## START MATERIAL SHOWN

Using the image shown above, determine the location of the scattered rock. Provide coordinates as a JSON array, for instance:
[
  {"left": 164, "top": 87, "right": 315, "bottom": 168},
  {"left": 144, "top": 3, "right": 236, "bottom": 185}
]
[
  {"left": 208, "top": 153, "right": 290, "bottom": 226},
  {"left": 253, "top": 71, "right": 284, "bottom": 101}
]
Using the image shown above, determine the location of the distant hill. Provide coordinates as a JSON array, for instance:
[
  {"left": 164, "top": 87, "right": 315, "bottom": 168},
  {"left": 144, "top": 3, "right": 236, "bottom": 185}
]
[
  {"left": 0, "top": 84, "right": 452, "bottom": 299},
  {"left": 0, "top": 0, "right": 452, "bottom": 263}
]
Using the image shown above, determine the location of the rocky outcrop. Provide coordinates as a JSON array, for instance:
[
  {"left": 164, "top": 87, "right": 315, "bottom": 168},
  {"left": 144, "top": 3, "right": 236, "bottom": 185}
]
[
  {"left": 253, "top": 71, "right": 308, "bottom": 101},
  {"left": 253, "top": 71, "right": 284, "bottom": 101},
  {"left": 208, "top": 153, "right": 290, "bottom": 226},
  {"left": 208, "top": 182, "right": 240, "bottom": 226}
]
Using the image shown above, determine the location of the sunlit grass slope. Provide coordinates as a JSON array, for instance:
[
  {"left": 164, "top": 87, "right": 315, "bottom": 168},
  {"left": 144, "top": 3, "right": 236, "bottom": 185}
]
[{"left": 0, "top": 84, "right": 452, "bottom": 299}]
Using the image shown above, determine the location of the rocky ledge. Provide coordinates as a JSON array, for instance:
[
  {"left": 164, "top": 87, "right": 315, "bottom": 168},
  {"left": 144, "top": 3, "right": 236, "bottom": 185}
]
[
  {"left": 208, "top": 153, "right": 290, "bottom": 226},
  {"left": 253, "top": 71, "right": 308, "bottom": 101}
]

## END MATERIAL SHOWN

### SET PROBLEM
Return all the items above word for word, changing nothing.

### THE RESULT
Using the image shown above, determine the location of the scattered rock. Provide coordinates as a JSON array, for instance:
[
  {"left": 164, "top": 87, "right": 315, "bottom": 168},
  {"left": 144, "top": 3, "right": 236, "bottom": 185}
]
[
  {"left": 208, "top": 153, "right": 290, "bottom": 226},
  {"left": 253, "top": 71, "right": 284, "bottom": 101}
]
Using the image shown above, determine the location of the distant hill. Provide coordinates as a JSON array, for instance:
[
  {"left": 164, "top": 87, "right": 315, "bottom": 168},
  {"left": 144, "top": 3, "right": 236, "bottom": 185}
]
[
  {"left": 0, "top": 84, "right": 452, "bottom": 299},
  {"left": 0, "top": 0, "right": 452, "bottom": 263}
]
Using the image shown above, determine the location of the rocky outcrop. Provide coordinates as a JSON array, for instance:
[
  {"left": 164, "top": 87, "right": 315, "bottom": 168},
  {"left": 144, "top": 3, "right": 236, "bottom": 185}
]
[
  {"left": 253, "top": 71, "right": 308, "bottom": 101},
  {"left": 253, "top": 71, "right": 284, "bottom": 101},
  {"left": 208, "top": 153, "right": 290, "bottom": 226},
  {"left": 208, "top": 182, "right": 240, "bottom": 226}
]
Using the image shown above, determine the location of the sunlit grass slope. Provide coordinates as a JSON array, for instance:
[
  {"left": 164, "top": 87, "right": 315, "bottom": 168},
  {"left": 144, "top": 3, "right": 236, "bottom": 185}
]
[{"left": 0, "top": 84, "right": 452, "bottom": 299}]
Using the image shown above, determine the location of the rocky ledge. Provide coordinates as a JSON array, for instance:
[
  {"left": 164, "top": 87, "right": 315, "bottom": 168},
  {"left": 144, "top": 3, "right": 236, "bottom": 185}
]
[
  {"left": 208, "top": 153, "right": 290, "bottom": 226},
  {"left": 253, "top": 71, "right": 308, "bottom": 101}
]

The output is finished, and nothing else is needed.